- _Exercise requirements_
Reproduce the following material exactly, including every line.

————

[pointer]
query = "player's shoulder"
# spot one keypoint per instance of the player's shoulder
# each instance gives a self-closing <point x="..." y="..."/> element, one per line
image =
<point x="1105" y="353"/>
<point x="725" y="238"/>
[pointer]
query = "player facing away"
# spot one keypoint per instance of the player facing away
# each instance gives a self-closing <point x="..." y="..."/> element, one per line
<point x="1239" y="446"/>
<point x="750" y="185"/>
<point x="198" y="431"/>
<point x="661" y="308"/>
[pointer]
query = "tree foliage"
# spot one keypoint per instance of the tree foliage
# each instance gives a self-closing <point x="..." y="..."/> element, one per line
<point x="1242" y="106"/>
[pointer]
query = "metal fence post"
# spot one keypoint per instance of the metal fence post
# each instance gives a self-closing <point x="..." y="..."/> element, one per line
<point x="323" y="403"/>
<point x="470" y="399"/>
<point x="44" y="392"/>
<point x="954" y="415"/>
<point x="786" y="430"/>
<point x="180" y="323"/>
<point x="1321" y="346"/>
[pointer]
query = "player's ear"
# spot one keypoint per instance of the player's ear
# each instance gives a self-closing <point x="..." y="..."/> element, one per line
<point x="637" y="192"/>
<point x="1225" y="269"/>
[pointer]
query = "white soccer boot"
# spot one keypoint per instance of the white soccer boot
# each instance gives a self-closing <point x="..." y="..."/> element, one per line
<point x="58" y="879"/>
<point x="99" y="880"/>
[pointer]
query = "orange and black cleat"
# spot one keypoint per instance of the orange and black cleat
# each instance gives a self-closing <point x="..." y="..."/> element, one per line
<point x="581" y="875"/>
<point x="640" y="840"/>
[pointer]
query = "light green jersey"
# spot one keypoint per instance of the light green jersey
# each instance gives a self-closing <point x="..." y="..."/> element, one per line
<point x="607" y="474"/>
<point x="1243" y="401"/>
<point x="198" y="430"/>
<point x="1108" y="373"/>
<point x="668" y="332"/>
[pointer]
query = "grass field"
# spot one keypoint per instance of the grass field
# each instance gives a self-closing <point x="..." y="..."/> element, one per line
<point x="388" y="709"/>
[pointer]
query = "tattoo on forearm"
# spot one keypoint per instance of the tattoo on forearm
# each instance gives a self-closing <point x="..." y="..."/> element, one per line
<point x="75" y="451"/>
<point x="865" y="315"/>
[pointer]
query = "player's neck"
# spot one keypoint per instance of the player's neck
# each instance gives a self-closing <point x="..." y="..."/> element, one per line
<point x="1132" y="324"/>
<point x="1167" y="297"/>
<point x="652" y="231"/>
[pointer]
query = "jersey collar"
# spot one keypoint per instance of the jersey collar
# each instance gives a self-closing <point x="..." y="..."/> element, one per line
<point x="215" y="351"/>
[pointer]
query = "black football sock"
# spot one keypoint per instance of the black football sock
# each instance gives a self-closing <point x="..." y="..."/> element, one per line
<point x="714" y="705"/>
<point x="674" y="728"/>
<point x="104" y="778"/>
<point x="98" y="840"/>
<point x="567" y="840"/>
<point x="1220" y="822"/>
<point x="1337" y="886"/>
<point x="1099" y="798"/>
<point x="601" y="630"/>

————

- _Solution to this exercise_
[pointer]
query = "player's shoulder"
# spot one keypoint per instance of the player's shoulder
# each instance gives a self-closing <point x="..." y="..."/> element, one per line
image =
<point x="1105" y="353"/>
<point x="725" y="238"/>
[pointer]
query = "player facing away"
# spot one keypoint per instance of the player facing away
# each instance gives a self-closing <point x="..." y="..."/> element, one per line
<point x="1239" y="446"/>
<point x="750" y="185"/>
<point x="198" y="431"/>
<point x="661" y="308"/>
[pointer]
query = "tree foliage"
# spot one keypoint per instance of the tree foliage
# each instance gives a self-closing <point x="..." y="..."/> element, one per line
<point x="1242" y="106"/>
[pointer]
query = "metal fence post"
# spot one keypoint per instance of the metal fence post
# each instance gives a self-closing <point x="..." y="..."/> element, one per line
<point x="323" y="403"/>
<point x="470" y="399"/>
<point x="44" y="392"/>
<point x="954" y="415"/>
<point x="786" y="430"/>
<point x="180" y="323"/>
<point x="1321" y="346"/>
[pointer]
query = "player's ear"
# spot one keypoint per instance of the player's ear
# each instance gives a self-closing <point x="..." y="..."/> element, one per line
<point x="637" y="192"/>
<point x="1225" y="269"/>
[pointer]
query = "white soccer boot"
# spot one keypoint per instance of the white soccer boot
# each instance gives a self-closing <point x="..." y="..."/> element, one per line
<point x="58" y="879"/>
<point x="99" y="880"/>
[pointer]
query = "orange and black cleat"
# spot one keypoint per instance of the orange and black cleat
# each instance gives a self-closing <point x="..." y="..."/> element, one per line
<point x="581" y="875"/>
<point x="640" y="840"/>
[pointer]
query = "light green jersey"
# spot one keypoint per instance of the light green jersey
# each instance gives a self-closing <point x="..." y="..."/> element, one per line
<point x="607" y="474"/>
<point x="1243" y="401"/>
<point x="198" y="430"/>
<point x="1108" y="373"/>
<point x="668" y="332"/>
[pointer]
query = "grass field"
# spot one keypoint per instance of the grass field
# each instance gives a self-closing <point x="..." y="..."/> element, one per line
<point x="388" y="709"/>
[pointer]
query = "tattoo on forearm"
# spot one keypoint per instance of the tattoo on forearm
# each instance gives a self-closing <point x="..." y="..."/> element, one per line
<point x="75" y="451"/>
<point x="865" y="315"/>
[pointer]
query = "player's neck"
# spot one keypoint per instance of the player's neck
# each instance gives a self-closing <point x="..." y="..."/> element, one per line
<point x="1132" y="324"/>
<point x="1167" y="297"/>
<point x="652" y="231"/>
[pointer]
query = "jersey collar"
# spot one keypoint per instance of the jersey collar
# each instance gives a self-closing <point x="..." y="..."/> element, one per line
<point x="215" y="351"/>
[pointer]
query = "black football sock"
# spot one keypoint per instance of the black football sock
# each instance gives a self-closing <point x="..." y="..."/> element, one per line
<point x="714" y="705"/>
<point x="674" y="728"/>
<point x="104" y="778"/>
<point x="98" y="840"/>
<point x="567" y="840"/>
<point x="1220" y="822"/>
<point x="1337" y="886"/>
<point x="1099" y="798"/>
<point x="601" y="630"/>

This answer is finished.